Records from a data collection:
+ + + +

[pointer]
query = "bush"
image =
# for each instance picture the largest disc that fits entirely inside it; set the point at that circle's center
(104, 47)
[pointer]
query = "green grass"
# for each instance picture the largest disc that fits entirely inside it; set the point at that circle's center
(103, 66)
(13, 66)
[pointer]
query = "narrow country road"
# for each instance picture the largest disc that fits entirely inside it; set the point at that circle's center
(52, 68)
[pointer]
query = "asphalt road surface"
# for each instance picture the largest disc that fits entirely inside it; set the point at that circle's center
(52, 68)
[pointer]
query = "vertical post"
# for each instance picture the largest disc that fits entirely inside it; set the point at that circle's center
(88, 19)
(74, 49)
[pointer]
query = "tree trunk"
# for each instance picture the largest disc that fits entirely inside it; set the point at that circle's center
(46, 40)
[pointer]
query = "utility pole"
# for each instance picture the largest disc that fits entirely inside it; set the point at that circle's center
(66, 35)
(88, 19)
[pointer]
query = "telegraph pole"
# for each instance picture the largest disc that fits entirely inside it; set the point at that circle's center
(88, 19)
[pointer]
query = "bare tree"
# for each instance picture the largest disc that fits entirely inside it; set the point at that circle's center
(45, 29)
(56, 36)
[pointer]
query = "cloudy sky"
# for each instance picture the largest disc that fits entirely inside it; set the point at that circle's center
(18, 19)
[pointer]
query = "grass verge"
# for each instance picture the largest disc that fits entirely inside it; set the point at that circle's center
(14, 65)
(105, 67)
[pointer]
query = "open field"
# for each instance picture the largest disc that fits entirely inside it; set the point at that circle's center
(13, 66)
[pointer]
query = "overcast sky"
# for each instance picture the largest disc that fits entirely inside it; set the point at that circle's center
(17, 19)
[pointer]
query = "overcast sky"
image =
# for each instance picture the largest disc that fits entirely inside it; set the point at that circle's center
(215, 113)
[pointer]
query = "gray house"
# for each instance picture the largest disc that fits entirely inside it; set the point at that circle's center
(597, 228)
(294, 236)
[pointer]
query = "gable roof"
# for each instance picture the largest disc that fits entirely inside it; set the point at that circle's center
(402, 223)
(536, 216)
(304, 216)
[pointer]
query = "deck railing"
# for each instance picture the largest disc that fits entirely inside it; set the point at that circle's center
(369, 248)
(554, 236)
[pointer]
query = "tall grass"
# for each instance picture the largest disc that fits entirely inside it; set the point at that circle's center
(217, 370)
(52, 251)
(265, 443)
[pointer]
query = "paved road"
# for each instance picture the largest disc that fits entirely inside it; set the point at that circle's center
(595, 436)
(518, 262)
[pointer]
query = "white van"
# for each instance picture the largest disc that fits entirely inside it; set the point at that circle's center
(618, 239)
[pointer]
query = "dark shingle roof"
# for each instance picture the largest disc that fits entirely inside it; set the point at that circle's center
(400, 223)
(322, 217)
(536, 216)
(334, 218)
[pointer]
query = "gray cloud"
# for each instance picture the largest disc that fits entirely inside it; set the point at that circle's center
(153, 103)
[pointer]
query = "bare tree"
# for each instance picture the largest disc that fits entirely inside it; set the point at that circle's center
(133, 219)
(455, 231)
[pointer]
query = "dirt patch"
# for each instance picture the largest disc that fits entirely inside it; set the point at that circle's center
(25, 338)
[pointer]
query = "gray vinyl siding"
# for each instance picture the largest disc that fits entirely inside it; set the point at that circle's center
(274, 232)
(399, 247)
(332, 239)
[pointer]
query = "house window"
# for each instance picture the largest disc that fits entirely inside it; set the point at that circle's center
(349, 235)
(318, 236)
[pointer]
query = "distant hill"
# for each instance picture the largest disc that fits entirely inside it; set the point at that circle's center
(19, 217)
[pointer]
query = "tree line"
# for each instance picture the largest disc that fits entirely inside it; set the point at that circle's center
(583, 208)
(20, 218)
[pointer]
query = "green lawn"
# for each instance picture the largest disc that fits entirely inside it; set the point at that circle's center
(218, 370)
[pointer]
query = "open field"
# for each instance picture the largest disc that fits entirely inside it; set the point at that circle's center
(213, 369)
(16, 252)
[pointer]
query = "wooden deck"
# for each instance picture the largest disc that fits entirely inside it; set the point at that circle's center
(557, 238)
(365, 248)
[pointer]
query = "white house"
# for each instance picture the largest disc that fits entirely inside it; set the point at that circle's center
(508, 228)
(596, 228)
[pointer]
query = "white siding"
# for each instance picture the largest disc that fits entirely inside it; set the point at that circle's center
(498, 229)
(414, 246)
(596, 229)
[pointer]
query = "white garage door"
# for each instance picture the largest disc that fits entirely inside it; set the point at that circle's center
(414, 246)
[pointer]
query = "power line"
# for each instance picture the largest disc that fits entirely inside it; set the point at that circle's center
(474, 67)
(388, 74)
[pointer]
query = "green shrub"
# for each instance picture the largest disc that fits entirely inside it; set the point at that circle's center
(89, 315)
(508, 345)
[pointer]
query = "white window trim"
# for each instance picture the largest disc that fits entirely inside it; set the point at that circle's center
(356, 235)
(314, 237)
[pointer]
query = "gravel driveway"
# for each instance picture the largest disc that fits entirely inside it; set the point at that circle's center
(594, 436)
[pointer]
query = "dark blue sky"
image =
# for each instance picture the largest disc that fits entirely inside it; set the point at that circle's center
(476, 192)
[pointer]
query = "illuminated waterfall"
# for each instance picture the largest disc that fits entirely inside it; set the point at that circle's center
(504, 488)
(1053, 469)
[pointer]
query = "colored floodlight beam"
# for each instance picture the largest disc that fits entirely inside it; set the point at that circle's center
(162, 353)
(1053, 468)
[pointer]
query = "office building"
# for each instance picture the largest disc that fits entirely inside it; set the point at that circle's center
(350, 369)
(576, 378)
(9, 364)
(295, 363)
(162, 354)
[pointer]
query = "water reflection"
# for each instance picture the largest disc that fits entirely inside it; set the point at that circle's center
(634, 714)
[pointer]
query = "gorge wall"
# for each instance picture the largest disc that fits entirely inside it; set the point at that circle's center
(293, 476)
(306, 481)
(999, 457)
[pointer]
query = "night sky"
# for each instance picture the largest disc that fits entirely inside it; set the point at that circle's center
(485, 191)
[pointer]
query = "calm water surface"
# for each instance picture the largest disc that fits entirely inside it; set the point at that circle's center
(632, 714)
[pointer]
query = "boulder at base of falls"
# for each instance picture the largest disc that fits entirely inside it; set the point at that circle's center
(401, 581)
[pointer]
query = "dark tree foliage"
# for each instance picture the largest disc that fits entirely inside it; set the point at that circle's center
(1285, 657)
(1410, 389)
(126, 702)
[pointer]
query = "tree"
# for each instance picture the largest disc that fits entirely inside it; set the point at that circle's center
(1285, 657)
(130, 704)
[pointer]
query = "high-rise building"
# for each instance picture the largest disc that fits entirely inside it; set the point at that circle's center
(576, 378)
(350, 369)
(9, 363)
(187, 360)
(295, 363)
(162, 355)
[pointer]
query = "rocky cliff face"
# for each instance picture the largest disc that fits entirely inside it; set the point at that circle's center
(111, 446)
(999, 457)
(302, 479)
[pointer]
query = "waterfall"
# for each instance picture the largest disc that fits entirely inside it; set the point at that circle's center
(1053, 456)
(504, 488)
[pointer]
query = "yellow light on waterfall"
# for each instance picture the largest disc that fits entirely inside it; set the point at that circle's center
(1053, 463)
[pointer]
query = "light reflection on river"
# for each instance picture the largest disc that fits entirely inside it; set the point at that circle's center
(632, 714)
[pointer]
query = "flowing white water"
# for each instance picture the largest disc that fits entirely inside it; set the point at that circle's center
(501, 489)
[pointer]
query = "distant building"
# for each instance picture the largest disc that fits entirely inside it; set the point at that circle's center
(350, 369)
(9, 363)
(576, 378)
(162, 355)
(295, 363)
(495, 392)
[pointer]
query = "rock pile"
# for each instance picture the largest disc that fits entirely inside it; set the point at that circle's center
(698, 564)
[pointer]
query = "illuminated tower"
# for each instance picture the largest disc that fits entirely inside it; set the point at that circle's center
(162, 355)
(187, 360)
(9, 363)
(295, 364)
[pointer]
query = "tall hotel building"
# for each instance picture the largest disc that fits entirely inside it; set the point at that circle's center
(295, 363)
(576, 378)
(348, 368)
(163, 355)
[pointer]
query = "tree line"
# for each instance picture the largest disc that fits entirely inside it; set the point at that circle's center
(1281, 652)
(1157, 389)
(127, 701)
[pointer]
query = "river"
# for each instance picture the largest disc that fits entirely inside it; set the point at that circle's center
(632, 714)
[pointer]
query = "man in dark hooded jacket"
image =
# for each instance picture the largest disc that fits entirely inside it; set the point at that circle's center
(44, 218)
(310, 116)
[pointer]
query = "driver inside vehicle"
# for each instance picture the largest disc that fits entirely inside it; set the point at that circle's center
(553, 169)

+ + + +

[What is required]
Only lines holding the word "road" belong in the answer; copy all of them from the records.

[Exercise answer]
query = "narrow country road"
query = "asphalt road surface"
query = "paved road"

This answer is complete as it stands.